WHAT YOU WILL DO
Provide the entries once more, identical in every word.

>>>>>

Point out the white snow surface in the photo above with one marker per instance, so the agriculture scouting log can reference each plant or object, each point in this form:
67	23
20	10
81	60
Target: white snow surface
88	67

<<<<<

EXERCISE RESULT
Point out the white snow surface in the photo above with one marker per instance, so the agriculture scouting log can reference each plant or object, each point in this form:
67	23
20	10
81	60
Target: white snow surface
88	67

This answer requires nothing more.